Your task – Please write out, unchanged, the lines of the entries below from the line with "of the rust" to the line with "column 1413, row 505", including both of those lines.

Entries shown –
◆ ◆ ◆

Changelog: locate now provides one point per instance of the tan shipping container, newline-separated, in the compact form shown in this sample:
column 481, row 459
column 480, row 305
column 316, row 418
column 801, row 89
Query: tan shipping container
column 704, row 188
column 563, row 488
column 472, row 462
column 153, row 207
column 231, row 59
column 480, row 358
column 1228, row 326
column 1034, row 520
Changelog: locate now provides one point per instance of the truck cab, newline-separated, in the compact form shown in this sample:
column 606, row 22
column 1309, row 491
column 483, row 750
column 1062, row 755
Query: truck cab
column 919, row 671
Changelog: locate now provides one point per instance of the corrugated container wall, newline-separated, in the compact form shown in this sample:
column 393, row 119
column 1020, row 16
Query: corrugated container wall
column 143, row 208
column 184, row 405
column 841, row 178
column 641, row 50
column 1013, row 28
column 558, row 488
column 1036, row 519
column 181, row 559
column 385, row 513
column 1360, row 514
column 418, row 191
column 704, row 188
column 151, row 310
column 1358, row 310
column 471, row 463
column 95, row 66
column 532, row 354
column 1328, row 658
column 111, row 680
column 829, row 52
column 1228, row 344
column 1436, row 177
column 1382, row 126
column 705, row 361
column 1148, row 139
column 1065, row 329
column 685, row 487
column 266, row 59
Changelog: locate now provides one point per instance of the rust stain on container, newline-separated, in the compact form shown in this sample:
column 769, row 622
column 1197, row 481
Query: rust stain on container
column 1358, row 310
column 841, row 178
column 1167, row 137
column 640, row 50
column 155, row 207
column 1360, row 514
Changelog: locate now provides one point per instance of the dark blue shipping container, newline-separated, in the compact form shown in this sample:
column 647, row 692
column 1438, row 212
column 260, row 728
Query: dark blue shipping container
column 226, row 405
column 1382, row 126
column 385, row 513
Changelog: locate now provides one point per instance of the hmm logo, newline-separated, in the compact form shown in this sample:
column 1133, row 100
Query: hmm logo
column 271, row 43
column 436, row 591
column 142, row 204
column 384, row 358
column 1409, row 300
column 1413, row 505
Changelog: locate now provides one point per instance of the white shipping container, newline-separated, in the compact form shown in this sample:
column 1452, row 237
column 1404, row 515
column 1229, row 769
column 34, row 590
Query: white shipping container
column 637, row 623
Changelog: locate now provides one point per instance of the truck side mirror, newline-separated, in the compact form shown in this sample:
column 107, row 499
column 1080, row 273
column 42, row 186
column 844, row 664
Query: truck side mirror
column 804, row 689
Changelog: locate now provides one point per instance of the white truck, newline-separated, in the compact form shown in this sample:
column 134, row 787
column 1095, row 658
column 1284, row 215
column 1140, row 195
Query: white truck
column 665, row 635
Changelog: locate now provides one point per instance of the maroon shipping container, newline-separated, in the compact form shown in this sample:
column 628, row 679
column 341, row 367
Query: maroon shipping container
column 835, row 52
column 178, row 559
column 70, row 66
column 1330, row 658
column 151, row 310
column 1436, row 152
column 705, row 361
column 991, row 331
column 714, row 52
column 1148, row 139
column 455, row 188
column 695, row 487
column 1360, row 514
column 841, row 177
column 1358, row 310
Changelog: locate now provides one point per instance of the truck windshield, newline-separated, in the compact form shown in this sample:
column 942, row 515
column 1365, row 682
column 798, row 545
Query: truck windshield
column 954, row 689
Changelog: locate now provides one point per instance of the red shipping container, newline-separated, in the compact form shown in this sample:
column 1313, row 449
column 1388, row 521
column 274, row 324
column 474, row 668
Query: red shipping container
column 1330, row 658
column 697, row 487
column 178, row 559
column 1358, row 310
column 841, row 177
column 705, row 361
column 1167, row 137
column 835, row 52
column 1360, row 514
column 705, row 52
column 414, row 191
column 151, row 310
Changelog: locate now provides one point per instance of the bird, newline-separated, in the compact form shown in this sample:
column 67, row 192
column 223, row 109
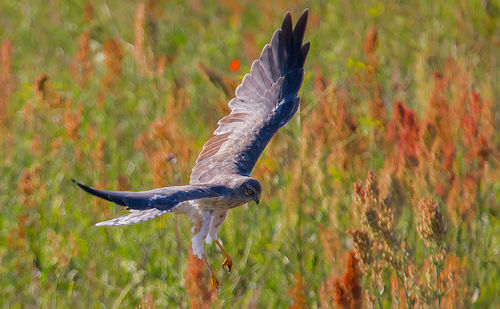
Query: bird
column 265, row 101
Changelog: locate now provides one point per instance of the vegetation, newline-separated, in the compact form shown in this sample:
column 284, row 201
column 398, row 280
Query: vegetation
column 383, row 191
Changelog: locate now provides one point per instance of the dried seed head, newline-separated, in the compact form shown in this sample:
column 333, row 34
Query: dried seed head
column 431, row 227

◆ ◆ ◆

Full answer –
Changelog: locate now provides one point per instance of the rust stain on container, newline-separated, in the compact form shown in this sample:
column 769, row 622
column 1197, row 481
Query: rust stain on container
column 1358, row 310
column 841, row 178
column 1167, row 137
column 640, row 50
column 155, row 207
column 1360, row 514
Changelog: locate now provides one point per instance of the dark blue shipping container, newline-separated, in the compact form shown in this sample:
column 647, row 692
column 1438, row 212
column 260, row 728
Query: dark blue shipping container
column 226, row 405
column 1382, row 126
column 385, row 513
Changelog: locate now provides one point per instance of the hmm logo, newline-separated, in the compact form shown in this sample:
column 1133, row 100
Query: hmm logo
column 271, row 43
column 436, row 591
column 142, row 204
column 384, row 358
column 1409, row 300
column 1413, row 505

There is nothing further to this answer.